━━━━━ The data ━━━━━
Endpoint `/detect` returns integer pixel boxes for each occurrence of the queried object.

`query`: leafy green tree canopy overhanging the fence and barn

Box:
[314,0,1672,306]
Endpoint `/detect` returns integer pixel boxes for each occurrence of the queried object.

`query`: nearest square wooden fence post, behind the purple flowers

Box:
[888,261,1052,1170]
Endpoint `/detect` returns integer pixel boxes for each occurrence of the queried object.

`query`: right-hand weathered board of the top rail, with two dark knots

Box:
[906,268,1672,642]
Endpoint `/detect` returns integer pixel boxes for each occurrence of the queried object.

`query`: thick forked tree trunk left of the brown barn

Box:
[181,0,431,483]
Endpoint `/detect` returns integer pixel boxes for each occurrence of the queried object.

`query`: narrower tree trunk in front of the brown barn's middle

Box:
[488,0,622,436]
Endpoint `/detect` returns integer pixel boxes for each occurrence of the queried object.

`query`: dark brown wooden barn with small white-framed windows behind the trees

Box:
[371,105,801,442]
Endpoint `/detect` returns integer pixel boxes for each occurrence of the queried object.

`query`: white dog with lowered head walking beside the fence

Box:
━━━━━
» **Directions**
The records above should be restated word for word in their entirety.

» **Finished exercise**
Endpoint `/detect` returns integer pixel boxes for each occurrence of the queried object.

`query`: leafy green tree canopy overhanging the fence and barn

Box:
[314,0,1672,306]
Endpoint `/detect` returns integer pixel boxes for each occurrence of the queried object.

`query`: nearest square wooden fence post, behind the purple flowers

Box:
[888,261,1052,1170]
Endpoint `/detect` returns integer pixel boxes for each occurrence of the queried object.

`query`: right-hand weathered board of the top rail, with two dark knots

Box:
[906,268,1672,642]
Endpoint `/detect` returns integer pixel boxes for each occurrence of the queried object.

`query`: thick forked tree trunk left of the brown barn

Box:
[181,0,431,483]
Endpoint `/detect` returns integer pixel boxes for each occurrence of the queried object.

`query`: narrower tree trunk in front of the brown barn's middle

Box:
[488,0,622,436]
Endpoint `/detect` returns integer pixel boxes for each occurrence of the queried object.

`query`: dark brown wooden barn with small white-framed windows behind the trees

Box:
[371,105,801,442]
Endpoint `/detect` returns integer pixel boxes for each occurrence of the queried object.

`query`: white dog with lowered head walking beside the fence

Box:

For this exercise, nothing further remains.